▸ **STATED EXERCISE**
Reproduce the material below word for word, everything from the line containing "778, row 294." down to the line containing "column 397, row 429", with both of those lines included.

[start RECORD SET]

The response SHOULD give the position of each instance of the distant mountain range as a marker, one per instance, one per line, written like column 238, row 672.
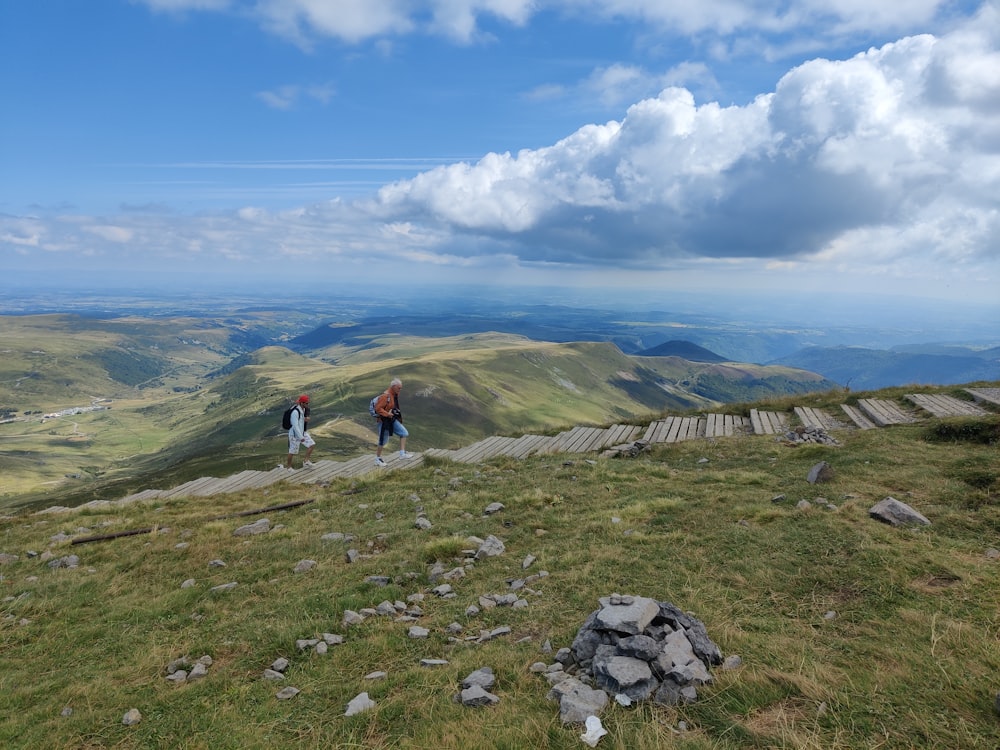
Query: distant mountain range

[end RECORD SET]
[start RECORD SET]

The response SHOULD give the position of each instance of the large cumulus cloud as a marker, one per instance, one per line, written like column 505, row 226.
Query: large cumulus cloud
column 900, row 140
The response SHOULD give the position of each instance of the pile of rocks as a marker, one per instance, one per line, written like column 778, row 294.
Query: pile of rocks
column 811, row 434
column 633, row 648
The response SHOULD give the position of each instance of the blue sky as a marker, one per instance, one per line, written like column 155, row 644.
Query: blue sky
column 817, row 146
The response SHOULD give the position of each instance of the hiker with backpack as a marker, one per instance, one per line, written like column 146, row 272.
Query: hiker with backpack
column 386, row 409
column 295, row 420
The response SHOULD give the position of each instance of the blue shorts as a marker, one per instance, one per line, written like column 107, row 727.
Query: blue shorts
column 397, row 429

[end RECORD SET]

▸ **RESULT FOR THIS EXERCISE**
The response SHOULD give the position of each instance of the pile of rocks as a marker, one per instance, one per line, written like column 778, row 294.
Query: pile of rocks
column 811, row 434
column 633, row 648
The response SHOULD give the position of each instance of the blue sky as a marker, one per instance, one per line, written like column 155, row 644.
Query: blue sky
column 817, row 146
The response SHOULD give the position of each instance of the hiker with backpack as a marker, one per instance, one per line, written like column 146, row 272.
Query: hiker with backpack
column 386, row 409
column 295, row 420
The response SHOULD give the position of each instance of the blue shorts as a marker, one per instance, one per line, written like column 107, row 727.
Query: blue shorts
column 397, row 429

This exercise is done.